- Text extract
>>>

# My stable of rides



## chevytaHOE5674 (Jan 26, 2009)

Thought I would share my small stable of vehicles. 

2000 Tahoe Z71 my DD. Some minor modifications.










1988 K5 wheeling rig. Some more modifications. 









1967 Camaro Convert. Mine and My dads restoration project over the past years. 









2003 Jeep Liberty. My girlfriends DD and occasional trail bomber.


----------



## blly8325 (Jan 26, 2009)

*Rides*

Nice rides, those Chevy's are sweeet.. Keep up the good work!!


----------



## chevytaHOE5674 (Feb 12, 2009)

Forgot a picture of the plow truck. Beater chevy that just won't die.


----------



## Freakingstang (Feb 12, 2009)

sweet, for a chebby....lol


----------



## chevytaHOE5674 (Feb 12, 2009)

Freakingstang said:


> sweet, for a chebby....lol



I used to have a ford...... It went bye bye


----------



## NYCHA FORESTER (Feb 13, 2009)

That picture of the Blazer in the mud almost looks like it was backed in to the mud.

Maybe it's just the angle


----------



## chevytaHOE5674 (Feb 13, 2009)

The blazer drove through the mud multiple times.


----------



## chevytaHOE5674 (Apr 16, 2009)

Been a long time, but i forgot all about the tractors...


----------



## johninky (Apr 17, 2009)

Post some details about the Ford tractor if you can. Have never seen that model. Like to know more.


----------



## chevytaHOE5674 (Apr 19, 2009)

Its a 1965 ford 5000 that was converted to 4x4 by roadless traction from england. 4 cyl diesel, with a 4x2 manual trans. Has a leon 700 loader up front also.


----------

<<<

- Jobs
a. In the vehicle thread, who converted the 1965 Ford 5000 tractor to 4x4?
b. List every vehicle in the vehicle thread that is given with a model year.

- Raw data
>>>

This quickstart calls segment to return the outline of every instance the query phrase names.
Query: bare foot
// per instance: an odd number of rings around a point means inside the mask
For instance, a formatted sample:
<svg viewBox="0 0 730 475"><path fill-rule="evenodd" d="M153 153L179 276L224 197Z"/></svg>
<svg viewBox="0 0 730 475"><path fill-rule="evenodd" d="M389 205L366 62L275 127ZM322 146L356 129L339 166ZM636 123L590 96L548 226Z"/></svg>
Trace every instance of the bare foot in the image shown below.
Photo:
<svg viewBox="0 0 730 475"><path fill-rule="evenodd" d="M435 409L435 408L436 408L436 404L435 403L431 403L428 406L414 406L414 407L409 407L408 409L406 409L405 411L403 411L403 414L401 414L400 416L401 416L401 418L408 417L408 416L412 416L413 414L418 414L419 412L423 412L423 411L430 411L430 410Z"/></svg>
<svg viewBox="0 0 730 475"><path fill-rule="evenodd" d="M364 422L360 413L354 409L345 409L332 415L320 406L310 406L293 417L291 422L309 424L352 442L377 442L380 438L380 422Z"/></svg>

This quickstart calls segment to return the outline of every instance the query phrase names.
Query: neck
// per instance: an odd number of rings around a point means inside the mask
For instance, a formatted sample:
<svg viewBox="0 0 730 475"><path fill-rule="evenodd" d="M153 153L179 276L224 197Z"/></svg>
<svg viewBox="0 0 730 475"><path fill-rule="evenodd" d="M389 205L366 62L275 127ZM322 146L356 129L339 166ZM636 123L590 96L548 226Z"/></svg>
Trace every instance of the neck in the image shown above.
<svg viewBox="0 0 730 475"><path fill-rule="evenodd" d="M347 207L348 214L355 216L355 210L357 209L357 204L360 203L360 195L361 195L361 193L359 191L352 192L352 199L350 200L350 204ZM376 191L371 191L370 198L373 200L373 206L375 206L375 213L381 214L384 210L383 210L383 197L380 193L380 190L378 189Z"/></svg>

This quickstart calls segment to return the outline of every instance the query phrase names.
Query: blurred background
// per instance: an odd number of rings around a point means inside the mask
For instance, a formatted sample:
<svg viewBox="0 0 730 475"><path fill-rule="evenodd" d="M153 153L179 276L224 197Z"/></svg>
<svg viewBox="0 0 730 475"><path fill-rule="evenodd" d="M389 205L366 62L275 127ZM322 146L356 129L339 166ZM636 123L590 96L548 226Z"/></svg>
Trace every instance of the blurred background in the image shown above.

<<<

- Outputs in order
a. Roadless Traction from England.

b.
2000 Tahoe Z71
1988 K5
1967 Camaro Convert
2003 Jeep Liberty
1965 Ford 5000